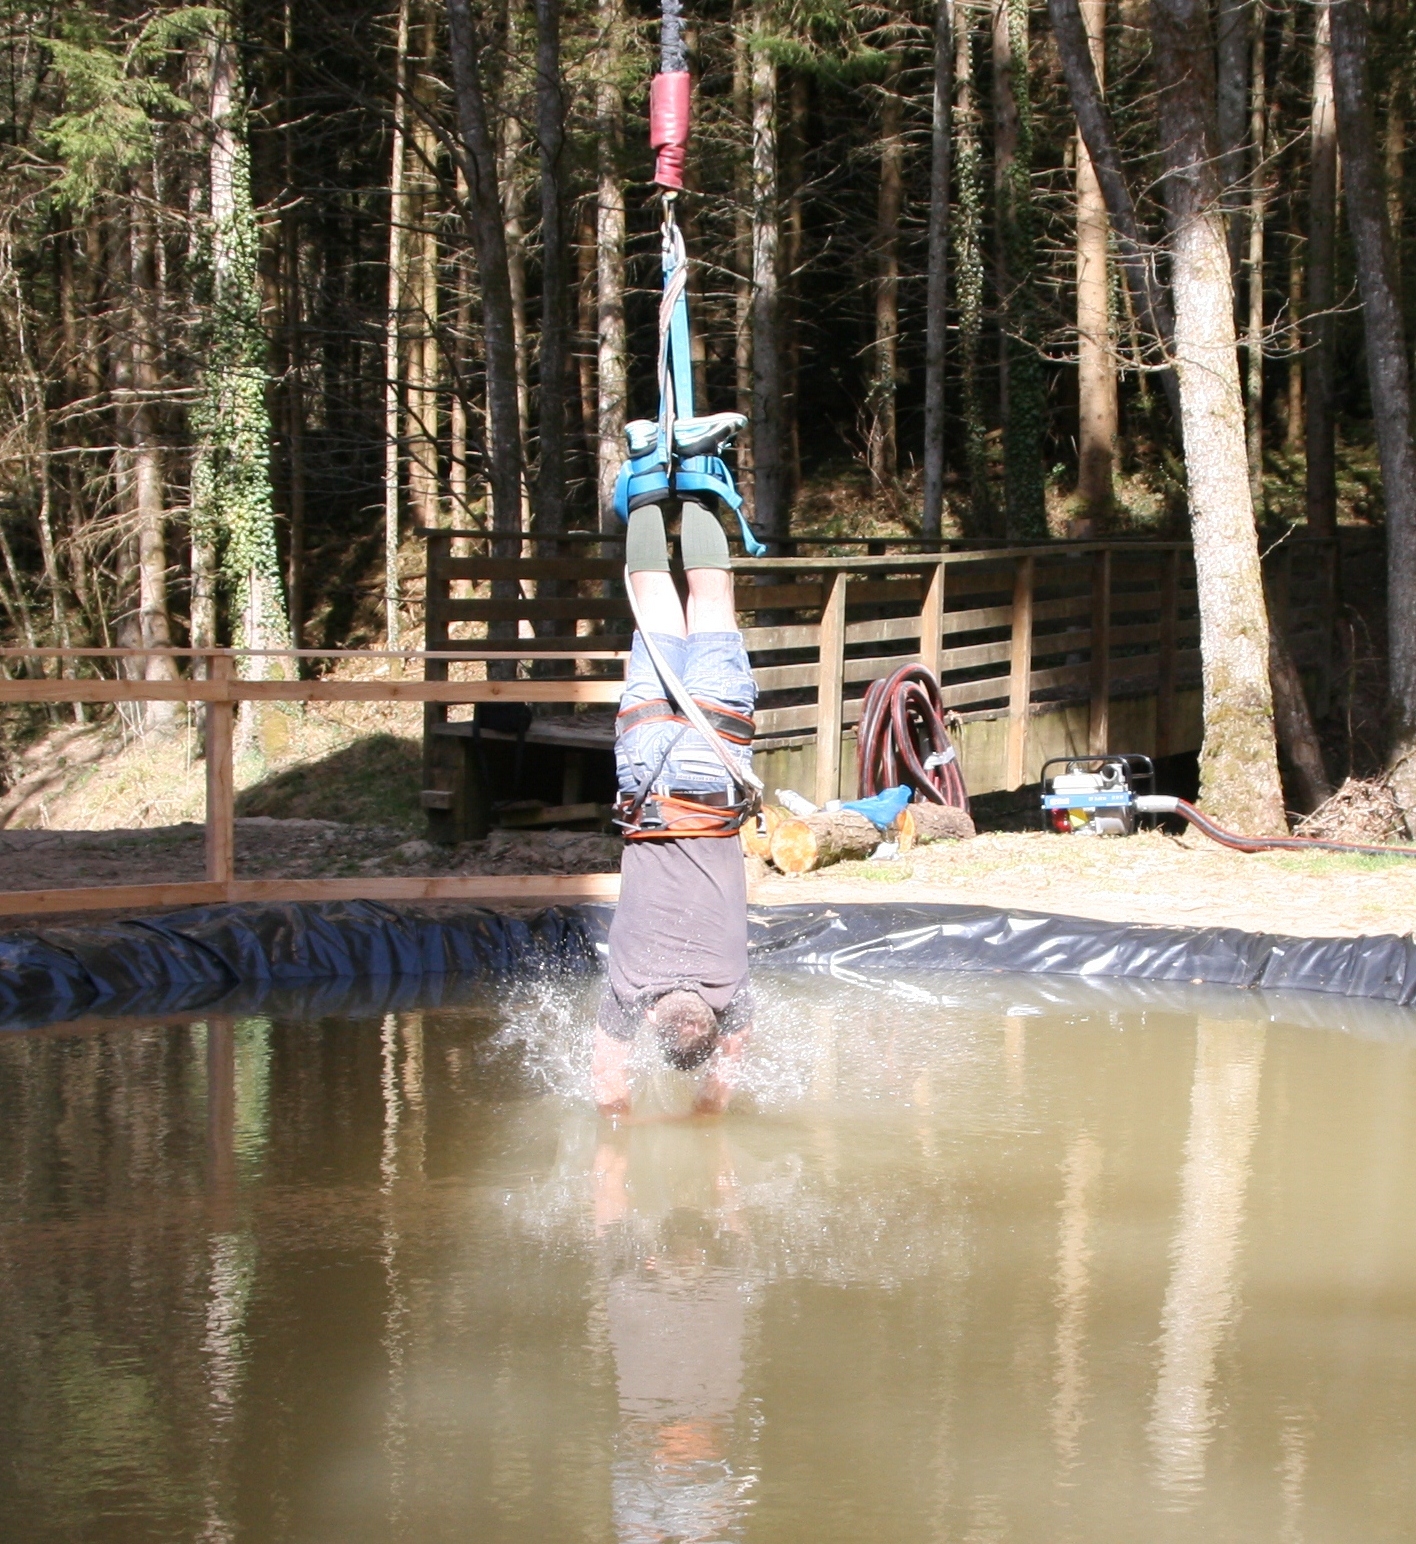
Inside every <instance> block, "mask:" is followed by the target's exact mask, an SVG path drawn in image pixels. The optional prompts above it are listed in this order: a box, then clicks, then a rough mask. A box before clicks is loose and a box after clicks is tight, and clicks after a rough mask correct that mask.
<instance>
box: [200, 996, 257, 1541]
mask: <svg viewBox="0 0 1416 1544" xmlns="http://www.w3.org/2000/svg"><path fill="white" fill-rule="evenodd" d="M269 1028H270V1025H269V1022H267V1021H266V1019H242V1021H232V1019H218V1017H213V1019H208V1021H207V1090H205V1102H207V1197H208V1212H210V1217H212V1224H213V1232H212V1237H210V1244H208V1272H207V1283H208V1285H207V1309H205V1334H204V1336H202V1363H204V1370H205V1385H207V1437H205V1447H207V1461H205V1485H204V1510H205V1516H204V1521H202V1530H201V1538H202V1539H210V1541H213V1544H225V1541H227V1539H232V1538H235V1525H233V1521H232V1504H233V1488H235V1487H233V1482H232V1476H230V1468H232V1462H230V1448H232V1441H233V1427H235V1420H236V1416H238V1408H239V1393H241V1379H242V1374H244V1370H246V1353H247V1343H246V1315H247V1308H249V1303H250V1294H252V1285H253V1282H255V1271H256V1251H255V1241H253V1240H252V1238H250V1235H249V1234H246V1232H242V1231H241V1229H239V1227H236V1226H235V1206H236V1175H238V1164H244V1166H246V1167H247V1169H258V1167H259V1161H261V1152H263V1149H264V1143H266V1135H267V1118H269V1098H267V1084H269V1047H267V1039H266V1036H267V1034H269Z"/></svg>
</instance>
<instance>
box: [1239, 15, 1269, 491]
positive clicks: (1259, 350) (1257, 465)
mask: <svg viewBox="0 0 1416 1544" xmlns="http://www.w3.org/2000/svg"><path fill="white" fill-rule="evenodd" d="M1263 31H1265V29H1263V25H1262V17H1260V25H1257V26H1254V48H1252V51H1254V60H1252V65H1251V68H1249V142H1251V145H1252V154H1254V165H1252V171H1251V176H1249V252H1248V270H1249V321H1248V327H1246V337H1245V355H1246V364H1248V380H1246V381H1245V388H1246V391H1245V438H1246V443H1248V451H1249V497H1251V499H1252V500H1254V514H1255V517H1257V519H1258V520H1263V516H1265V493H1263V225H1265V221H1266V219H1268V188H1269V181H1268V179H1269V173H1268V167H1269V151H1271V145H1269V133H1268V76H1266V69H1265V56H1263Z"/></svg>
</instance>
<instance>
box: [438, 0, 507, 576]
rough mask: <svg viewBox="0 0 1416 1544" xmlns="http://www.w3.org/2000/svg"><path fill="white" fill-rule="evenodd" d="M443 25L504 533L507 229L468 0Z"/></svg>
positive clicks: (506, 501) (505, 517)
mask: <svg viewBox="0 0 1416 1544" xmlns="http://www.w3.org/2000/svg"><path fill="white" fill-rule="evenodd" d="M448 29H449V54H451V63H452V82H454V96H456V100H457V122H459V128H460V131H462V142H463V144H462V159H463V174H465V176H466V184H468V208H466V221H468V232H469V235H471V238H473V247H474V250H476V253H477V270H479V278H480V289H482V330H483V338H485V347H486V429H488V432H486V438H488V446H486V469H488V482H490V483H491V511H493V528H494V530H496V531H500V533H508V534H510V533H517V531H519V530H520V511H522V505H520V500H522V445H520V406H519V397H517V372H516V327H514V321H513V303H511V273H510V269H508V262H506V229H505V225H503V221H502V201H500V196H499V191H497V159H496V150H494V148H493V139H491V125H490V122H488V116H486V97H485V94H483V86H482V63H483V42H482V37H480V34H479V32H477V29H476V28H474V25H473V17H471V11H469V8H468V0H448ZM519 548H520V543H519V542H502V543H497V550H499V553H500V554H502V556H508V557H514V556H516V554H517V551H519Z"/></svg>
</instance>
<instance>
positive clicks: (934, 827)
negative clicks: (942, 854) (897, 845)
mask: <svg viewBox="0 0 1416 1544" xmlns="http://www.w3.org/2000/svg"><path fill="white" fill-rule="evenodd" d="M905 814H906V815H910V817H911V820H913V823H914V840H916V841H957V840H962V838H964V837H971V835H973V834H974V829H973V820H970V817H968V812H967V811H962V809H954V806H953V804H908V806H906V808H905ZM900 851H903V846H902V848H900Z"/></svg>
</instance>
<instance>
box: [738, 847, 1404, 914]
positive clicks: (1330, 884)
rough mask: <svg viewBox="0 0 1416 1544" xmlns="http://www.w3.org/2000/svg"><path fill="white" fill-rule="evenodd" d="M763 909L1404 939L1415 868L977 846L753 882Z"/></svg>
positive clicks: (1127, 848)
mask: <svg viewBox="0 0 1416 1544" xmlns="http://www.w3.org/2000/svg"><path fill="white" fill-rule="evenodd" d="M754 900H755V902H757V903H760V905H788V903H791V902H811V900H823V902H860V900H894V902H956V903H968V905H981V906H998V908H999V909H1007V908H1018V909H1027V911H1047V913H1056V914H1061V916H1070V917H1098V919H1101V920H1104V922H1153V923H1166V925H1170V926H1186V928H1208V926H1228V928H1243V929H1246V931H1254V933H1286V934H1296V936H1299V937H1325V936H1326V937H1331V936H1348V937H1351V936H1356V934H1362V933H1397V934H1404V933H1411V931H1413V928H1416V858H1404V857H1391V858H1384V857H1356V855H1342V854H1323V852H1313V854H1308V852H1262V854H1245V852H1231V851H1228V849H1226V848H1221V846H1218V845H1217V843H1214V841H1209V838H1206V837H1200V835H1184V837H1169V835H1163V834H1160V832H1146V834H1140V835H1135V837H1123V838H1087V837H1058V835H1053V834H1050V832H1041V831H1035V832H1007V834H985V835H979V837H974V838H973V840H971V841H950V843H939V845H934V846H928V848H917V849H916V851H914V852H910V854H906V855H905V857H902V858H897V860H896V862H893V863H871V862H866V863H840V865H837V866H835V868H834V869H825V871H823V872H820V874H806V875H803V877H800V879H788V877H784V875H781V874H772V875H771V877H763V879H760V880H758V882H757V883H755V886H754Z"/></svg>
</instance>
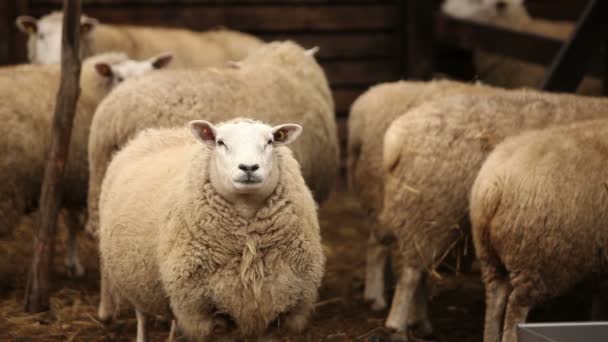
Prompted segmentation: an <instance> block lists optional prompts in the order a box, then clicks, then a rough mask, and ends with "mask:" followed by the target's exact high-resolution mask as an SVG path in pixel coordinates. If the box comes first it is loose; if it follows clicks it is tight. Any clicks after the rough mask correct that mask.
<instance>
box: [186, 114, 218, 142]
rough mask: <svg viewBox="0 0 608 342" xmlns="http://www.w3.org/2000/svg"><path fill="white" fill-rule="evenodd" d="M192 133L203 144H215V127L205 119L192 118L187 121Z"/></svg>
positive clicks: (196, 138) (215, 135)
mask: <svg viewBox="0 0 608 342" xmlns="http://www.w3.org/2000/svg"><path fill="white" fill-rule="evenodd" d="M188 127H189V128H190V131H191V132H192V135H194V137H195V138H196V139H198V140H199V141H201V142H202V143H204V144H207V145H211V146H215V136H216V134H217V132H216V130H215V127H214V126H213V125H212V124H211V123H210V122H207V121H205V120H194V121H190V122H189V123H188Z"/></svg>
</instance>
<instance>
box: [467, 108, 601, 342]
mask: <svg viewBox="0 0 608 342" xmlns="http://www.w3.org/2000/svg"><path fill="white" fill-rule="evenodd" d="M607 160H608V121H606V120H596V121H590V122H585V123H580V124H576V125H572V126H566V127H557V128H551V129H545V130H542V131H532V132H528V133H525V134H522V135H521V136H517V137H513V138H509V139H507V140H505V141H504V142H503V143H501V144H500V145H498V146H497V147H496V149H495V150H494V152H492V154H490V156H489V157H488V158H487V160H486V162H485V163H484V164H483V167H482V168H481V170H480V171H479V175H478V176H477V178H476V180H475V183H474V184H473V188H472V191H471V207H470V214H471V224H472V229H473V240H474V243H475V248H476V250H477V255H478V257H479V260H480V262H481V269H482V275H483V280H484V283H485V287H486V305H487V307H486V320H485V331H484V341H485V342H499V341H500V337H501V330H502V331H504V334H503V338H502V341H503V342H515V341H516V340H517V334H516V332H517V331H516V330H517V329H516V325H517V324H519V323H525V321H526V317H527V315H528V312H529V311H530V309H531V308H532V307H533V306H534V305H536V304H540V303H542V302H543V301H545V300H547V299H549V298H551V297H555V296H558V295H562V294H564V293H565V292H566V291H568V290H570V289H572V288H573V287H574V286H575V285H577V284H578V283H581V282H583V281H585V280H589V279H596V280H598V279H601V278H602V277H604V278H605V277H606V275H607V271H608V270H607V269H606V265H608V254H607V253H606V246H608V233H606V226H607V225H608V210H606V208H608V191H606V190H608V185H607V184H608V183H607V180H608V164H607V163H606V161H607ZM514 247H516V248H514ZM505 313H506V314H505ZM503 319H504V327H502V323H503Z"/></svg>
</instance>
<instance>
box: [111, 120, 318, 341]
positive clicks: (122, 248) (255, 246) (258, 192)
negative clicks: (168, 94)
mask: <svg viewBox="0 0 608 342" xmlns="http://www.w3.org/2000/svg"><path fill="white" fill-rule="evenodd" d="M189 126H190V130H191V132H188V130H186V129H182V128H174V129H161V130H154V129H150V130H146V131H143V132H142V133H140V134H139V135H138V137H136V138H135V139H134V140H133V141H131V142H130V143H129V144H127V146H126V147H125V148H124V149H123V150H122V151H120V152H119V153H118V154H117V156H116V157H115V158H114V159H113V161H112V162H111V164H110V166H109V168H108V172H107V176H106V177H105V179H104V182H103V188H102V193H101V200H100V220H101V221H100V222H101V225H100V233H99V237H100V251H101V265H102V271H101V274H102V298H101V304H100V317H101V318H102V319H106V318H107V317H108V316H109V315H110V314H111V313H112V311H113V308H114V307H117V304H119V303H121V302H128V303H130V304H131V305H133V306H134V307H135V309H136V313H137V320H138V341H140V340H143V339H144V337H145V321H146V316H148V315H162V316H168V317H171V316H172V315H173V316H174V317H175V319H176V321H177V325H178V327H179V328H180V330H181V331H182V332H183V333H184V334H185V335H186V336H187V337H189V338H193V339H198V340H206V337H208V336H209V335H210V334H212V332H213V331H214V330H220V329H223V328H225V327H226V326H228V322H232V323H235V324H236V327H237V329H238V331H239V333H240V334H241V335H243V336H250V335H260V334H262V333H263V332H264V331H265V330H266V328H267V327H268V326H269V325H270V324H271V322H273V321H274V320H277V319H278V320H279V323H278V324H281V325H285V326H286V327H288V328H289V329H290V330H293V331H294V332H300V331H302V330H303V329H304V328H305V325H306V323H307V320H308V317H309V315H310V313H311V310H312V308H313V303H314V302H315V301H316V298H317V290H318V287H319V286H320V283H321V278H322V274H323V269H324V263H325V257H324V255H323V253H322V248H321V237H320V230H319V223H318V219H317V213H316V204H315V202H314V200H313V198H312V194H311V193H310V191H309V190H308V188H307V187H306V185H305V183H304V180H303V178H302V176H301V174H300V168H299V166H298V163H297V161H296V160H295V159H294V158H293V156H292V154H291V152H290V150H289V149H287V148H286V147H282V146H283V145H286V144H288V143H290V142H292V141H294V140H295V139H296V138H297V137H298V135H299V134H300V131H301V129H302V128H301V126H299V125H295V124H285V125H279V126H275V127H271V126H268V125H266V124H262V123H260V122H258V121H253V120H248V119H235V120H233V121H229V122H226V123H223V124H219V125H217V126H213V125H212V124H210V123H208V122H206V121H202V120H198V121H192V122H190V124H189ZM192 135H194V137H195V138H196V139H195V138H193V137H192ZM197 139H198V141H197ZM201 143H202V144H201ZM110 298H111V302H110V303H108V302H109V301H110ZM216 337H217V336H216Z"/></svg>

──────────

The range runs from the line above containing "box: [738, 847, 1404, 914]" to the line containing "909L1404 939L1415 868L977", inclusive. Restate those lines word for word and no others.

box: [738, 847, 1404, 914]
positive clicks: (1330, 884)
rough mask: <svg viewBox="0 0 1416 1544" xmlns="http://www.w3.org/2000/svg"><path fill="white" fill-rule="evenodd" d="M763 909L1404 939L1415 868L977 846L753 882Z"/></svg>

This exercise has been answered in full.